**Problems to solve**:
A) List each forum username that appears in the Intel Lakes & Rapids thread, giving each name once.
B) Reproduce the part of the Intel Lakes & Rapids thread between "SPR-SP 2S with" and "HBM SPR CPUs.", inclusive.

Discussion Intel current and future Lakes & Rapids thread

Page 691 - Seeking answers? Join the AnandTech community: where nearly half-a-million members share solutions and discuss the latest tech.

nicalandia

Platinum Member
Jan 10, 2019
2,185
3,253
106
8S systems are extremely rare these days. Only a few select buyers want them. If that's the only place HBM2e Sapphire Rapids shows up, then it's not going to be terribly relevant compared to standard 1/2S Sapphire Rapids.
SPR-SP 2S with HBM2e will also be available(and more of them of course)
 

Joe NYC

Senior member
Jun 26, 2021
821
875
96
8S systems are extremely rare these days. Only a few select buyers want them. If that's the only place HBM2e Sapphire Rapids shows up, then it's not going to be terribly relevant compared to standard 1/2S Sapphire Rapids.
I think the latest revision of Aurora supercomputer spec also has HBM SPR CPUs.
 
Last edited:

nicalandia

Platinum Member
Jan 10, 2019
2,185
3,253
106
I've been thinking real hard about the number posted so far For Sapphire Rapids on Cinebench R23, I've have message Yuuki_AnS about it. since most of the MT posted Scores have about the same score weather they are 2s 48 Cores of 2S 60 Cores per Socket.

**Dataset extract**:

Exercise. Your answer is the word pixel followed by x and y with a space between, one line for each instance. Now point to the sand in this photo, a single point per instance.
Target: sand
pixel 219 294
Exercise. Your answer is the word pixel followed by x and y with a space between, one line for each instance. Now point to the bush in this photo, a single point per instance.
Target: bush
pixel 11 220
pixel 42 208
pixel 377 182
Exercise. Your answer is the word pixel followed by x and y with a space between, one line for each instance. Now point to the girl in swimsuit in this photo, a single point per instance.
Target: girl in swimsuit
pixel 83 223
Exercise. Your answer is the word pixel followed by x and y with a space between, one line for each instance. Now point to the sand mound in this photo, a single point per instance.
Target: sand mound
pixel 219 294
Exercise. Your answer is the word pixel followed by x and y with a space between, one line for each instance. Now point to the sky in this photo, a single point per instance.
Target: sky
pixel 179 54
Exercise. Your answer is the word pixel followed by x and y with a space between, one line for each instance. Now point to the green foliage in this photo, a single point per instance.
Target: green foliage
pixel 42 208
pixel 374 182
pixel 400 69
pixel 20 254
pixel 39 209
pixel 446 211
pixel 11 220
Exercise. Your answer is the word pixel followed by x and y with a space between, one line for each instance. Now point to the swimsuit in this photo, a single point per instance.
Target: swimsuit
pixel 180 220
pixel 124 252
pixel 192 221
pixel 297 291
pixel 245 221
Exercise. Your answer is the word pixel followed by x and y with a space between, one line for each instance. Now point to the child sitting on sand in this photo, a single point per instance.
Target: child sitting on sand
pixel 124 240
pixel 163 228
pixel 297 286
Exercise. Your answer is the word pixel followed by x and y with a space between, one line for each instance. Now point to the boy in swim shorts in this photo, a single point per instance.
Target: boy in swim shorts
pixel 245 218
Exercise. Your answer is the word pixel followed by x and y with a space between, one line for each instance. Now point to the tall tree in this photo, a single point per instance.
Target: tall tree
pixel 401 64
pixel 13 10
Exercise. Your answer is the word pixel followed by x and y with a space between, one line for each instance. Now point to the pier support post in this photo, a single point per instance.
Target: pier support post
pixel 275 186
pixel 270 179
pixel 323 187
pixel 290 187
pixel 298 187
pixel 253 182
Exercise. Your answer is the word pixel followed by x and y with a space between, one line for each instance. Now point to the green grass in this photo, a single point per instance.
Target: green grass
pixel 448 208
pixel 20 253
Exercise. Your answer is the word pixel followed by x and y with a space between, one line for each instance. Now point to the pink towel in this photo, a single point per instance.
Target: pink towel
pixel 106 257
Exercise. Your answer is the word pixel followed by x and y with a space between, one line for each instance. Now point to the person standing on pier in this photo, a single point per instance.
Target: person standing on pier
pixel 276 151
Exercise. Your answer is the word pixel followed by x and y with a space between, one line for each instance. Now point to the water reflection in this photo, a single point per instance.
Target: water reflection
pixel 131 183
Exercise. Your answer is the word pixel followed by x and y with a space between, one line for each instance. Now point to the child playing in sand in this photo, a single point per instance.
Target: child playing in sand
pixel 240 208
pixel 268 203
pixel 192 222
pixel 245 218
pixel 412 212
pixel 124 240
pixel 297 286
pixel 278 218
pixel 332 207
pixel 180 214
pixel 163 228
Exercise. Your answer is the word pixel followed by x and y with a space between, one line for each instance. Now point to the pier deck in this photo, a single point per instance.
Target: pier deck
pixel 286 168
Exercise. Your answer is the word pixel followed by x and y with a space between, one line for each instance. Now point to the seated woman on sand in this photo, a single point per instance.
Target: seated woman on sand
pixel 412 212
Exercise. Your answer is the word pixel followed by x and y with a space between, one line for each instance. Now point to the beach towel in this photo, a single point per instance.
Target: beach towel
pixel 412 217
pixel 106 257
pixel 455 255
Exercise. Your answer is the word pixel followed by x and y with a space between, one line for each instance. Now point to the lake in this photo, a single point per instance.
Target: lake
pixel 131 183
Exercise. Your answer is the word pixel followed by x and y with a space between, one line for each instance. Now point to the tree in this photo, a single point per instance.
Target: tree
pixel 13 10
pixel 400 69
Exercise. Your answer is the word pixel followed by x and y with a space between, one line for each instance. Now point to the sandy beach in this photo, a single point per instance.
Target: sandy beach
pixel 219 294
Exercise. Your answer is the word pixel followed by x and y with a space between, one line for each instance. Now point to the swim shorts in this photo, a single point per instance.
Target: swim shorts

**Results of the tasks**:
A) nicalandia, Joe NYC, Yuuki_AnS

B)
SPR-SP 2S with HBM2e will also be available(and more of them of course)
 

Joe NYC

Senior member
Jun 26, 2021
821
875
96
8S systems are extremely rare these days. Only a few select buyers want them. If that's the only place HBM2e Sapphire Rapids shows up, then it's not going to be terribly relevant compared to standard 1/2S Sapphire Rapids.
I think the latest revision of Aurora supercomputer spec also has HBM SPR CPUs.